Document passage

Breakthroughs in ‘Birth Control’: the Illusion and Failure
Technology can often drastically improve our lives, but it can also sometimes bring about severe, long-term disruptions in our overall social, economic, and moral landscape.
Science came up with the birth control pill decades ago. It was approved by the Food and Drug Administration for wide availability in 1960. Gradually, it became increasingly legalized and used throughout the U.S. Eventually, millions of women in our country would use it, and millions still do. Additionally, newer forms of chemical contraception such as injections, and patches applied to the skin, have been introduced and successfully marketed in more recent years.
Now, you’d think that with the dramatically increased means and availability, at very low cost, for women to “control” their reproductive schedules and so on, we’d see a correspondingly dramatic decrease in unwanted pregnancy, illegitimate births, and abortions.
Not so. In fact, the opposite has happened. The complete opposite. Unwanted pregnancies, out-of-wedlock births, and abortion rates have skyrocketed — not dropped off. Many people think they know why, and I am one of them.
There are several related theories on it, but most compelling, to me, is the argument put forth by George A. Akerlof and Janet L. Yellin of The Brookings Institute. Their analysis basically confirms what I’ve always believed, and what I’m sure most readers intuitively understand: The sexual revolution precipitated by “The Pill” and by the following legalization of abortion led to the virtual extinction of traditional “shotgun marriages,” because the general lowering of inhibitions about sexual relations between men and women eventually resulted in increased pressure on women in general to have sex without the accompanying commitment of marriage.
Of course, that pressure winds up having results, over time. Human beings are, after all, human beings.
Many men (not all men of course, but many) brought this pressure on women, but the new sexual paradigm really caused a widespread change in men’s psychology and agenda, too — the pressures on men to act according to this new socio-biology are somewhat self-explanatory.
But as the song says, it takes two to make a thing go right.
As I see things, metaphorically speaking, in many areas of life men are the gas, and women are the brakes … and a car at full throttle with bad brakes winds up in the ditch.

Record extracts
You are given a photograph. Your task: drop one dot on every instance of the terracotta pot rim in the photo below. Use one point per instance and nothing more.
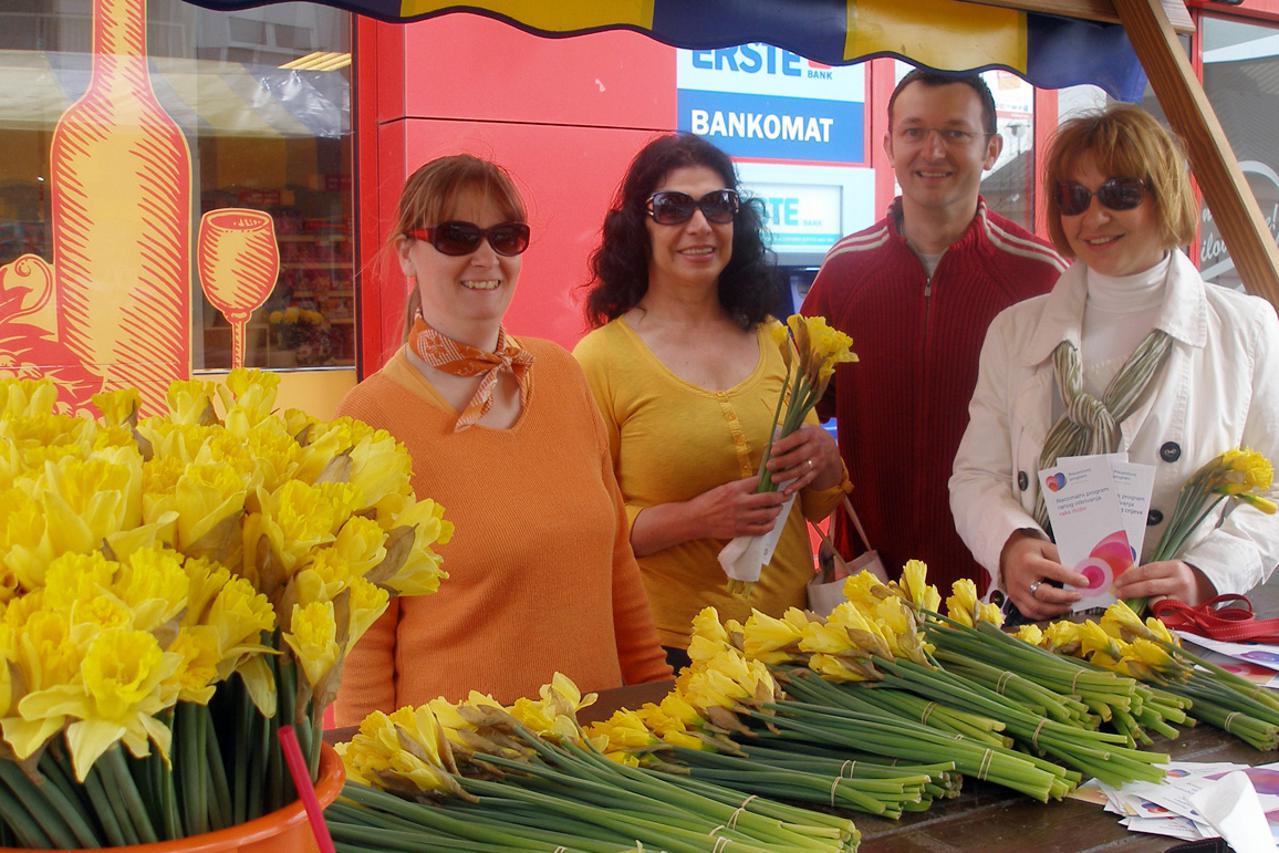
(328, 787)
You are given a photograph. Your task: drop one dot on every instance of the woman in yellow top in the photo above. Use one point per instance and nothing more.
(687, 377)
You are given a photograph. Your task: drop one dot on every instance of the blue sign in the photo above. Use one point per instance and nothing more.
(779, 128)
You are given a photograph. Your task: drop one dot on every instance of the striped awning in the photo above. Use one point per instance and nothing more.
(944, 35)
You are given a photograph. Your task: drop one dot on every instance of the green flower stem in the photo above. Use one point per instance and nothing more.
(110, 811)
(899, 738)
(440, 819)
(750, 820)
(189, 750)
(219, 789)
(660, 801)
(37, 805)
(806, 684)
(536, 824)
(1241, 684)
(794, 784)
(765, 475)
(1008, 682)
(664, 834)
(118, 771)
(839, 764)
(1204, 686)
(242, 735)
(68, 799)
(278, 787)
(312, 727)
(19, 820)
(1000, 769)
(831, 826)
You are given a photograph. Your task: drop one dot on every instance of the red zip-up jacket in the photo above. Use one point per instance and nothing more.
(902, 409)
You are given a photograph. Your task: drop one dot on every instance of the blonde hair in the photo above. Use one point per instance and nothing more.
(431, 195)
(1124, 141)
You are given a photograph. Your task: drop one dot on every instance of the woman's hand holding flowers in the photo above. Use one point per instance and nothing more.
(807, 457)
(1165, 579)
(736, 509)
(1031, 560)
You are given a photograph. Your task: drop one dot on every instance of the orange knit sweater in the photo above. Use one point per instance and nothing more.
(541, 576)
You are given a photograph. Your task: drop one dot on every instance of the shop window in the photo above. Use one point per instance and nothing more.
(261, 132)
(1009, 186)
(1241, 78)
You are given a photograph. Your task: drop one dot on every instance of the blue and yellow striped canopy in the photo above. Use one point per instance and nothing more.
(944, 35)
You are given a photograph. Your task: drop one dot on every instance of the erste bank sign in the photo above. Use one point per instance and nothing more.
(761, 101)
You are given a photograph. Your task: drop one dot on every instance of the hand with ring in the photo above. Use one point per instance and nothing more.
(1027, 563)
(807, 457)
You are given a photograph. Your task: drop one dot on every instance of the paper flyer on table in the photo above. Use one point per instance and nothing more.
(1231, 805)
(1256, 654)
(1089, 524)
(1173, 807)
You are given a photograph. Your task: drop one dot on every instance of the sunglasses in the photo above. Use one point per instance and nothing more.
(1115, 193)
(670, 207)
(463, 238)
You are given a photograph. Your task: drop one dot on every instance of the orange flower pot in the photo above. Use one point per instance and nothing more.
(283, 830)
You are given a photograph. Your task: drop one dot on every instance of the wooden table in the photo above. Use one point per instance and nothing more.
(989, 819)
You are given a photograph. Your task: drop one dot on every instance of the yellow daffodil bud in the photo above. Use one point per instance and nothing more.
(962, 601)
(312, 637)
(766, 636)
(1030, 633)
(917, 588)
(367, 604)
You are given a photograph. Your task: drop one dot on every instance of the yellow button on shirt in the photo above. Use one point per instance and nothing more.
(672, 441)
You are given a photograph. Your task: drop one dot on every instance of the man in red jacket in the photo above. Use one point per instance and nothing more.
(916, 292)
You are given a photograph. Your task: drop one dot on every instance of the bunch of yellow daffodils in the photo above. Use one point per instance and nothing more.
(1238, 475)
(811, 351)
(215, 556)
(965, 608)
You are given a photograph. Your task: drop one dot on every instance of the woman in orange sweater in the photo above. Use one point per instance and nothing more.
(505, 435)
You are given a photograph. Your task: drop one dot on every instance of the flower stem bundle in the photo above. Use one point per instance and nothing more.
(811, 349)
(175, 588)
(1236, 476)
(526, 776)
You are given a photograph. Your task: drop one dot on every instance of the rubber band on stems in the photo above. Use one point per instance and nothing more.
(306, 790)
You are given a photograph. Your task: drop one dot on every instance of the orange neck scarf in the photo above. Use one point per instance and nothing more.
(463, 359)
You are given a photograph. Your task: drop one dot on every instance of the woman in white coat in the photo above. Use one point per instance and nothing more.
(1129, 353)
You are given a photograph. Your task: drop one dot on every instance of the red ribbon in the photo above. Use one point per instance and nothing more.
(1228, 618)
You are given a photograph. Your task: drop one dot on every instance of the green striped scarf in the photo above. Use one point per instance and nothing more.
(1090, 425)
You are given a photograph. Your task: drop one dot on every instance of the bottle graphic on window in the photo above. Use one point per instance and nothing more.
(120, 180)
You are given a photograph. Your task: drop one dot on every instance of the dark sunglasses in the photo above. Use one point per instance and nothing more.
(1115, 193)
(670, 207)
(463, 238)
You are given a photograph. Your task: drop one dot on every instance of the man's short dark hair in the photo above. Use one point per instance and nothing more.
(936, 78)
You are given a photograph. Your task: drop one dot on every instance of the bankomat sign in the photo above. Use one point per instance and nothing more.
(761, 101)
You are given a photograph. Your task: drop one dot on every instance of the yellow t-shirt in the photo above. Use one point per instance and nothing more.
(673, 440)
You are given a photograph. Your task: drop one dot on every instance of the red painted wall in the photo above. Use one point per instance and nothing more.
(564, 117)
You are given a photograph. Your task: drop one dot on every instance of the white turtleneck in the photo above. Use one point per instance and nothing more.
(1119, 312)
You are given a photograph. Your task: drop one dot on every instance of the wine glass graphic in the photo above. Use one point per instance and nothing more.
(238, 261)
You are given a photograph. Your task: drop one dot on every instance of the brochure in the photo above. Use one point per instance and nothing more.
(1098, 505)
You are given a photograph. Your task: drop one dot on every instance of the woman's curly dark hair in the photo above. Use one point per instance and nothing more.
(619, 265)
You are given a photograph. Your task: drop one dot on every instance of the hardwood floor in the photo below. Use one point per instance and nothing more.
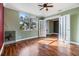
(49, 46)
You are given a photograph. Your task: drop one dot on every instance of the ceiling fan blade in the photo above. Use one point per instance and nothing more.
(50, 6)
(40, 5)
(42, 8)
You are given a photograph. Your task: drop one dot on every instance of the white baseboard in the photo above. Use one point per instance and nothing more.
(51, 33)
(1, 49)
(74, 43)
(10, 42)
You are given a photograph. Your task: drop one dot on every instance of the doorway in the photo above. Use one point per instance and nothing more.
(52, 27)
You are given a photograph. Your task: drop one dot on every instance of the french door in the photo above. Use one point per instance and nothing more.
(1, 24)
(64, 28)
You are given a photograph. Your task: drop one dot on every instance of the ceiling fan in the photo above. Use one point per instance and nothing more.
(45, 5)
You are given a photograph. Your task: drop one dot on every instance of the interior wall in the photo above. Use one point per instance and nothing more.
(75, 28)
(1, 25)
(51, 26)
(11, 21)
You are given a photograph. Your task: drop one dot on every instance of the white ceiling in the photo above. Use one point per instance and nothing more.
(34, 9)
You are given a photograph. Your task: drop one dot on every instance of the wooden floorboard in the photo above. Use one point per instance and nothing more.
(49, 46)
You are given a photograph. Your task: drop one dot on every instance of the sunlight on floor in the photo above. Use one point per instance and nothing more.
(31, 50)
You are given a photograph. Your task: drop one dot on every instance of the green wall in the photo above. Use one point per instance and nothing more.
(75, 28)
(11, 21)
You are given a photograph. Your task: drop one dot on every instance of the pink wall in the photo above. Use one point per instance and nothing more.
(1, 24)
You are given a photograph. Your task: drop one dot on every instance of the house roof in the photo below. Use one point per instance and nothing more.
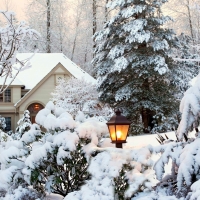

Task to complete
Please go on with the essay on birth control and its social consequences, starting right after its final sentence and keeping its voice and line of argument.

Answer space
Soon, increasing numbers of women became more promiscuous, even turning to newly legalized abortion as a means of birth control when they failed to practice effective contraception (or if their attentive contraception practice failed), while those who tried to retain traditional virtue saw their opportunities for partnership diminished amidst a quickly disappearing supply of old-fashioned men who saw fit, for moral and/or economic reasons, to eschew the new “free love” ethos. Men, meanwhile, faced growing opportunities for adventures with numbers of women who became less and less discriminate about vigilant gatekeeping.
Under such pressure now, many women who don’t exactly revel in the new licentiousness, nonetheless act out their confusion and ambivalence in dysfunctional relationships; and of course, men also have experienced increasing ambivalence and confusion as gender roles have overlapped and become entangled.
Of course, the runaway welfare state aggravates the situation. This is an old topic of contention, and of complete clarity for readers of this website. When the “do-gooders” in government promise more and more benefits for each child born to single mothers, out of “compassion” and “taking care of the less-fortunate”(usually, implicitly in exchange for votes from key constituencies), it only enables and encourages more irresponsible behavior from said victim-class. Not to be hard-hearted or anything, but there comes a point when one has to recognize what’s actually going on.